:: DATA LISTING

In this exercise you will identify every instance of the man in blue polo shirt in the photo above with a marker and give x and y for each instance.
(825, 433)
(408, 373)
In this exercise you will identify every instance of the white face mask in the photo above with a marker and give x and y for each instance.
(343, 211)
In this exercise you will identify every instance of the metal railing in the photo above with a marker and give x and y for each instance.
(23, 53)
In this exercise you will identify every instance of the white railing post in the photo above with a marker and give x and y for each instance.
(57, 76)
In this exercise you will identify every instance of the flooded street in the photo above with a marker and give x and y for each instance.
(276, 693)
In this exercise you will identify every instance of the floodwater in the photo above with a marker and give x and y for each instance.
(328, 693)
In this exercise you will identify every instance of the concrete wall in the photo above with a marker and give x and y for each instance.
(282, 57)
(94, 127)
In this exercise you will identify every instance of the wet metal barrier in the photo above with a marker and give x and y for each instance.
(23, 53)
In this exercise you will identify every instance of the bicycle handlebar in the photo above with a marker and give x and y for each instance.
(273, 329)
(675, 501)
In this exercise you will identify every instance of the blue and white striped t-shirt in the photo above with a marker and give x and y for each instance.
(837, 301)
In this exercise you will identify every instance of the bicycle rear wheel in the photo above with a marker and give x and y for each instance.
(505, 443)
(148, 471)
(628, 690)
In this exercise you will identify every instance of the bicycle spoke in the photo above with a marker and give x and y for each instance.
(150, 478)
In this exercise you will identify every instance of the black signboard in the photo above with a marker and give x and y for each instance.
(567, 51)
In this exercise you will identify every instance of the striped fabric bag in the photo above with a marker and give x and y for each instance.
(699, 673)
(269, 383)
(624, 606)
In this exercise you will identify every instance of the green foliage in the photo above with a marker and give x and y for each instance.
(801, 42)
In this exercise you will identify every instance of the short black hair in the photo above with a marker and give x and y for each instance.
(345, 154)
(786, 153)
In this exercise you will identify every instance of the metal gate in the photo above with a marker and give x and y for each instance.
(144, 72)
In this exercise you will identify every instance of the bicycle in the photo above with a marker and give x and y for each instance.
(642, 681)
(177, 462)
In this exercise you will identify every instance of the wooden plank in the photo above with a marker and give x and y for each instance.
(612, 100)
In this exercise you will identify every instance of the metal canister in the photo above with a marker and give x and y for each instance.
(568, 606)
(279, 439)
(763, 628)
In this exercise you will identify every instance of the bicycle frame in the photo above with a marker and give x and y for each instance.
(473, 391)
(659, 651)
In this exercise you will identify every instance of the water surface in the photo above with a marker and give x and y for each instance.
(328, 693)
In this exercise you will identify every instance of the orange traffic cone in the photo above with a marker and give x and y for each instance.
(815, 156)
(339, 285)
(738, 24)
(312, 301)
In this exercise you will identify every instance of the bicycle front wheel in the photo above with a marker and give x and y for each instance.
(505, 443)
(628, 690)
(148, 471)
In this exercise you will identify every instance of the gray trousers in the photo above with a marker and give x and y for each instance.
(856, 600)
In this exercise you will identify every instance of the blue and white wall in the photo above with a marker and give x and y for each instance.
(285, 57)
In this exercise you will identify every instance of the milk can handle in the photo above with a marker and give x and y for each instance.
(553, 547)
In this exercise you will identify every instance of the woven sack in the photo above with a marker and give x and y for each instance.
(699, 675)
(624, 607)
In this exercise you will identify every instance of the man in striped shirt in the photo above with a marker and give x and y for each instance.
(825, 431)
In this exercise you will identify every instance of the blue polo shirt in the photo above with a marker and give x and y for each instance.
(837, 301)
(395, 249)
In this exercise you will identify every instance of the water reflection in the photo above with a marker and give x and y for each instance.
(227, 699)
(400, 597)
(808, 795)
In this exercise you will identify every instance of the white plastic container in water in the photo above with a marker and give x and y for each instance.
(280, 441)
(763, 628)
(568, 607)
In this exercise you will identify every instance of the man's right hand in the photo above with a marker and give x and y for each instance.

::::

▶ [WORK ORDER]: Would you please give back all of the material above exactly as it stands?

▶ [FINISHED EXERCISE]:
In this exercise you will identify every instance of the man in blue polo shirt in the photo above with a marker and give x and y for each instance.
(825, 433)
(408, 373)
In this exercise you will identify every instance of the white face mask in the photo above with a marker and give x and y for each instance.
(343, 211)
In this exercise you will identify every instance of the metal railing in the photo above with a marker and give x and y for each instance.
(23, 53)
In this exercise you will identify every instance of the white railing post in the photo above with a marker and give x and y for each instance.
(57, 76)
In this exercise you will identify every instance of the flooded street in the photo above with a marker and give x and y for each instance.
(276, 693)
In this exercise you will identify every instance of the floodwater in the photo above with a marker and give x and y for each instance.
(328, 693)
In this exercise you will identify every instance of the concrete wall in the photo above with a marker and give x and y for each instance.
(282, 57)
(94, 127)
In this exercise you will identify every instance of the wet metal barrier in the photo above with a marker and give x and y for each instance.
(23, 53)
In this exercise you will identify every instance of the bicycle handlebar in the photo above with a marker and give x and y for each instance.
(273, 329)
(675, 501)
In this exercise you will identify every instance of the blue and white striped t-shirt in the photo above with a marker and give x and y for each instance.
(837, 301)
In this exercise you will identify every instance of the bicycle rear wheel in the photo above with a marker and give x and y for each instance.
(505, 443)
(148, 471)
(628, 690)
In this exercise you will identify every instance of the bicycle spoke in the photo above with a marker and give x and y for each instance.
(150, 478)
In this exercise you will identify every instance of the black signboard in the photo above with a marker and give x and y for each instance.
(567, 51)
In this exercise you will identify every instance of the striped fabric bag in the photo above with a marker and give x and y for each instance.
(699, 673)
(269, 383)
(624, 606)
In this exercise you will identify every instance of the green foliage in the photo above with a marker and give x and y for each instance.
(801, 42)
In this exercise you will identify every instance of the short black hair in the photo above with a marker and give x and y for each instance.
(345, 154)
(786, 153)
In this exercise you will identify every instance of the metal gate in the photo above with a marker and give x and y for each instance.
(144, 72)
In this exercise you will identify every instance of the bicycle in the photo above with a marker and give x and y for each instance.
(642, 681)
(177, 462)
In this exercise you will identify every instance of the wooden plank in the photo above with a marker and give x and y for each instance.
(612, 100)
In this exercise you will identify every instance of the metal canister in the photo above with a marker and give x and y for each instance.
(568, 606)
(279, 439)
(763, 628)
In this exercise you will identify every instance of the bicycle frame in the photo above with a marker and give x and y for each instance.
(473, 391)
(659, 651)
In this exercise you will identify every instance of the water surface in the photo above with a marker and give x and y for each instance.
(328, 693)
In this exercise you will identify every instance of the orange traffic cone in the photo above with a marker and give x and y for each instance.
(815, 156)
(339, 285)
(738, 24)
(312, 301)
In this exercise you will identify every instance of the bicycle front wheel in the photo above with a marker and give x and y for each instance.
(505, 443)
(628, 690)
(148, 471)
In this exercise you will identify every instance of the gray trousers in the photo above with a marker and give x and y for each instance.
(856, 600)
In this exercise you will identify every instance of the blue and white wall in the photo above with a marker and give x and y for each instance.
(285, 57)
In this exercise you will identify every instance of the milk can handle in the photo above with a marker and give x and y for each instance.
(553, 547)
In this exercise you will identify every instance of the woven sack in the photo above with a marker and give x and y for each instance.
(699, 675)
(624, 607)
In this exercise you will identify every instance of the man in striped shirt in the photo above with a marker and give x and y for each instance.
(825, 431)
In this exercise you will identify every instance of the blue polo shirt in the photo above with a marker and give x and y for each instance.
(837, 301)
(395, 249)
In this exercise you will identify every instance of the water reflection in the photo above with a marker and give x and y for each instance.
(227, 699)
(400, 597)
(808, 795)
In this exercise you will identify every instance of the white plastic container in water in the photo above with a marker and give x and y for each instance.
(280, 441)
(763, 628)
(568, 607)
In this exercise you will identify every instance of the man's right hand in the photo above with a marker and give x and y for each instance.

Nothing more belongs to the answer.